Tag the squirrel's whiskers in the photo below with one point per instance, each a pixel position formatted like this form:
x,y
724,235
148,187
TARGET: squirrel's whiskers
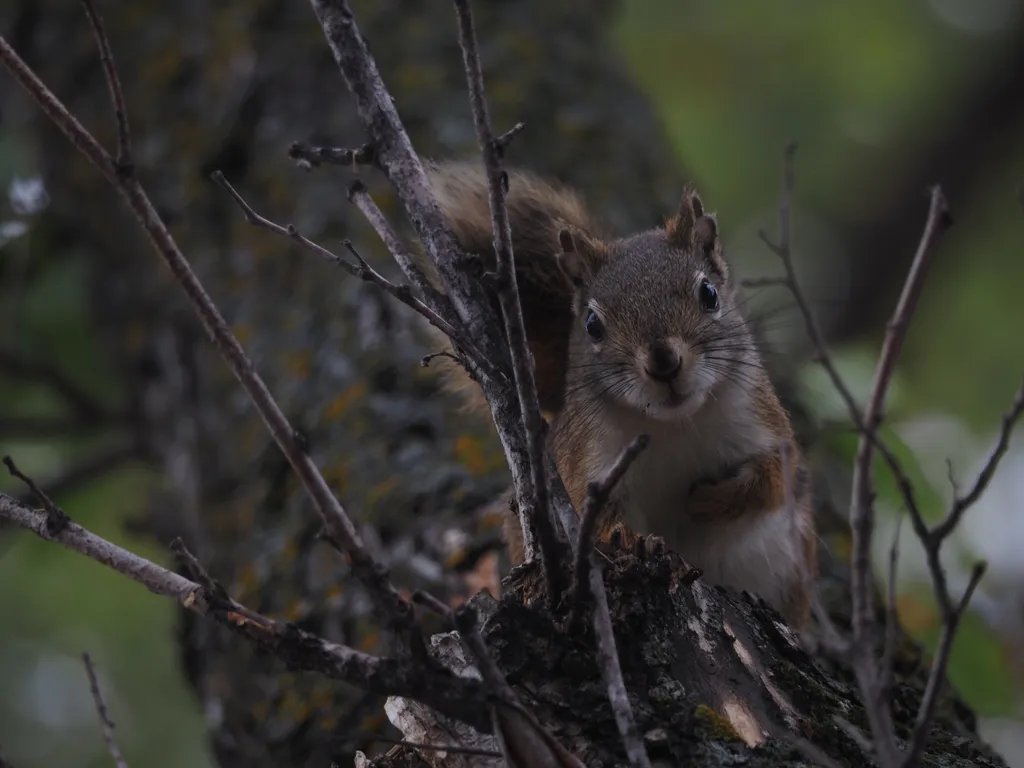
x,y
646,335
....................
*INSTRUCTIONS FOR THE TASK*. Can you gather every line in the listing above that contains the string "whiskers", counting a match only when its capitalization is the same?

*THE COMPLETED TASK*.
Tag the squirrel's whiskers in the photo below with one point per instance, each a pixel position formatted like this form:
TARGET: squirrel's whiskers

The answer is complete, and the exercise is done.